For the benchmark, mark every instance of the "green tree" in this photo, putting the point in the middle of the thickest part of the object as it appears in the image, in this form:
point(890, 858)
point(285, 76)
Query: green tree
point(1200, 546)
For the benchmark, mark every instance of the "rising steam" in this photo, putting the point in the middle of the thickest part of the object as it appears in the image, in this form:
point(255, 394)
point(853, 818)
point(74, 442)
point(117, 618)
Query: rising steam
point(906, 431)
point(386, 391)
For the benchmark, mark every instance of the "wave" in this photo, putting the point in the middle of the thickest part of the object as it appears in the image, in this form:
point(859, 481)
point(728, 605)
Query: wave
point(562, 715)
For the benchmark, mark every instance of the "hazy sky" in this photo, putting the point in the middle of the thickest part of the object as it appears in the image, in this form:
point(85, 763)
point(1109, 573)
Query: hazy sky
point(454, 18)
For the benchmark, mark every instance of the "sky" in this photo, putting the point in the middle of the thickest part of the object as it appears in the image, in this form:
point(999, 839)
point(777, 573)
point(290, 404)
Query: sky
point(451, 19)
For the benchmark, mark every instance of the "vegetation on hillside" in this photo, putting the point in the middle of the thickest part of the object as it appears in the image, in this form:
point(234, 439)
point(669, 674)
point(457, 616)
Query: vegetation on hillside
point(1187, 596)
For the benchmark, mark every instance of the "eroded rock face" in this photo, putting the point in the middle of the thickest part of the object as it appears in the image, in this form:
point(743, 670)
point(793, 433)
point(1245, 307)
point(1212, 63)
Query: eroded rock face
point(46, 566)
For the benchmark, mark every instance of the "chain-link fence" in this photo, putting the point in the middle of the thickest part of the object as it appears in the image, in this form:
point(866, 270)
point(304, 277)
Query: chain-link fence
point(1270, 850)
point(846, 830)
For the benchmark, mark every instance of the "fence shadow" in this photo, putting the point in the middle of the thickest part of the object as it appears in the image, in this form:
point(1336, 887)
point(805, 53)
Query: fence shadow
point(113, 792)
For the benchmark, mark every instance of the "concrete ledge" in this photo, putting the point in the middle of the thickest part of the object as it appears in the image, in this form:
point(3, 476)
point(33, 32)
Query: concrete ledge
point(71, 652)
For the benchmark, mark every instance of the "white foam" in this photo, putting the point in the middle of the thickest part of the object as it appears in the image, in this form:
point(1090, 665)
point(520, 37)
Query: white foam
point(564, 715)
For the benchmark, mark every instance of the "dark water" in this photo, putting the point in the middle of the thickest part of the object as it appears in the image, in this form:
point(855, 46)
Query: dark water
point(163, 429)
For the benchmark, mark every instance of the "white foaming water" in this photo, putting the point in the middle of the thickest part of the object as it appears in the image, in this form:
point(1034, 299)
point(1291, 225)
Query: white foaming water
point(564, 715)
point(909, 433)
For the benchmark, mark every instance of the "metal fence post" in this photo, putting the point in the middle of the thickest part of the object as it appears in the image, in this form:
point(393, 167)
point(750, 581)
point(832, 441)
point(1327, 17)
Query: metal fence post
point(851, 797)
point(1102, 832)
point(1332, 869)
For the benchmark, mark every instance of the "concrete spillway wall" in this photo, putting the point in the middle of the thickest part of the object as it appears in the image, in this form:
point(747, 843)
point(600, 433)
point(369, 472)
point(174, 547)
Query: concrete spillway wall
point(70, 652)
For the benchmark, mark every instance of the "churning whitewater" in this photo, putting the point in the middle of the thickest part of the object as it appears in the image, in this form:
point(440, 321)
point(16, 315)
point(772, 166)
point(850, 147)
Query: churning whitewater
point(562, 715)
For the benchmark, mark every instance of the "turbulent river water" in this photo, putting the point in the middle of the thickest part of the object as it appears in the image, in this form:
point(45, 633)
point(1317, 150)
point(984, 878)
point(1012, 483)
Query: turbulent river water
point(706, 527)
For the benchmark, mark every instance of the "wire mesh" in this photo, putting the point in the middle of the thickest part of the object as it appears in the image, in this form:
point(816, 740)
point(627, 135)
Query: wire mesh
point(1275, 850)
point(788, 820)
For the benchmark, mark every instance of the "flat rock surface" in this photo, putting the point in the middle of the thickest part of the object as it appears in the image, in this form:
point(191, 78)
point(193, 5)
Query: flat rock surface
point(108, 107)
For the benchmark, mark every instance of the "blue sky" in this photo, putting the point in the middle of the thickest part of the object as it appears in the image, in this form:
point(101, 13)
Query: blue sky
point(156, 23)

* * * * *

What to produce: Retype the entries exactly, including every line.

The reply:
For the benchmark, mark every instance of the "green tree" in this photo, putting the point in the middle of the thickest part of the object as it appears in the image, in this form:
point(890, 858)
point(285, 76)
Query: green tree
point(1200, 546)
For the benchmark, mark every instance of the "rising steam" in this photo, putting the point in the middle of the thickest part of the object as it appears in the image, in this form:
point(255, 394)
point(853, 818)
point(74, 442)
point(117, 618)
Query: rising steam
point(906, 431)
point(386, 391)
For the benchmark, mark every instance of the "wave" in this photo, putting the point in the middle of the thickest part of the object as it appears in the image, in this form:
point(859, 481)
point(728, 605)
Query: wave
point(562, 715)
For the benchmark, mark every instance of the "hazy sky" in this photo, putting the point in the middle of the thickest part of the object as it appears in the image, in this form:
point(85, 763)
point(1109, 573)
Query: hazy sky
point(454, 18)
For the benchmark, mark every instance of the "sky" in this photo, putting the point in the middle of the thickest part of the object as it appears in the image, in this form:
point(999, 839)
point(777, 573)
point(290, 404)
Query: sky
point(451, 19)
For the benchmark, mark every instance of the "vegetation on hillside" in this photo, putting the point in the middle of the thickest part of the object as it appears in the image, in this form:
point(234, 439)
point(669, 674)
point(457, 616)
Query: vegetation on hillside
point(1187, 596)
For the benchmark, mark every instance of the "eroded rock face" in this photo, putting the point in the middle of the thickest part of the object as it appears in the image, in this form:
point(743, 670)
point(793, 433)
point(1245, 307)
point(1212, 63)
Query: eroded rock face
point(46, 566)
For the benchmark, mark every instance of the "chain-link fence" in this photo, putting the point in the middle of the thickest part of the object as it appears in the image, in this form:
point(866, 270)
point(304, 277)
Query: chain-link fence
point(1270, 850)
point(846, 830)
For the benchmark, mark every instance of the "fence shadow" in this photo, putting the point in the middle of the thickest part of the object as it appears in the image, in this form:
point(1336, 887)
point(805, 53)
Query: fence shadow
point(113, 792)
For the benchmark, mark every instance of the "concrete ledge" in this photo, putting the point in the middle of the thickest part of the object as it appears in the image, in this form:
point(3, 476)
point(33, 32)
Query: concrete ledge
point(71, 652)
For the benchmark, mark every instance of the "white foam" in this photo, putting the point in the middle of the thickest part of the object as it appears in the image, in this form:
point(1090, 665)
point(520, 37)
Query: white foam
point(564, 715)
For the benchmark, mark every instance of the "dark water" in this photo, putting the point in the middle of the thickest part of the object as it appears in the image, in this form:
point(855, 46)
Query: dark water
point(163, 429)
For the benchmark, mark every instance of the "white foaming water" in this photo, putting the point in the middle of the thickest part of the object as it appears in the image, in this form:
point(1034, 299)
point(1291, 225)
Query: white foaming water
point(564, 715)
point(909, 433)
For the benchmark, mark every instance of the "metal fence post" in this photo, putting the point in the middle of the thickest part of the object as it appears in the image, in this form:
point(393, 167)
point(750, 581)
point(832, 441)
point(1327, 17)
Query: metal fence post
point(851, 797)
point(1102, 832)
point(1332, 869)
For the benchmark, mark every instance of the "concrete spillway wall" in this photo, putting the point in the middle of the thickest part of the object as it appears in the image, in this form:
point(747, 843)
point(600, 433)
point(369, 472)
point(174, 547)
Query: concrete spillway wall
point(70, 652)
For the benchmark, mark every instance of the "churning whitewater" in this photo, putting the point in the middle of the thickest part of the object as it appears in the image, in this form:
point(440, 321)
point(16, 315)
point(772, 166)
point(850, 147)
Query: churning whitewater
point(562, 715)
For the benchmark, mark every instance of the "turbulent river water" in this photo, putting the point in the middle of the thickest part of the object as it appears in the image, in this form:
point(45, 633)
point(1317, 150)
point(984, 878)
point(1012, 483)
Query: turbulent river water
point(706, 527)
For the benchmark, mark every instance of the "wire mesh" in this photo, putting the point in the middle of the thickest part of the object as it appears in the image, in this form:
point(816, 740)
point(627, 135)
Query: wire mesh
point(1275, 850)
point(788, 820)
For the benchmark, mark every instance of the "flat rock surface" in this photo, putting the point in the middle of the thickest part of the object as it appears in the image, in this form:
point(191, 78)
point(193, 5)
Query: flat rock surface
point(108, 107)
For the benchmark, mark every instance of the "blue sky" in this photo, putting the point in the middle of the thickest part of the object as it appears in the image, in this form:
point(101, 13)
Query: blue sky
point(156, 23)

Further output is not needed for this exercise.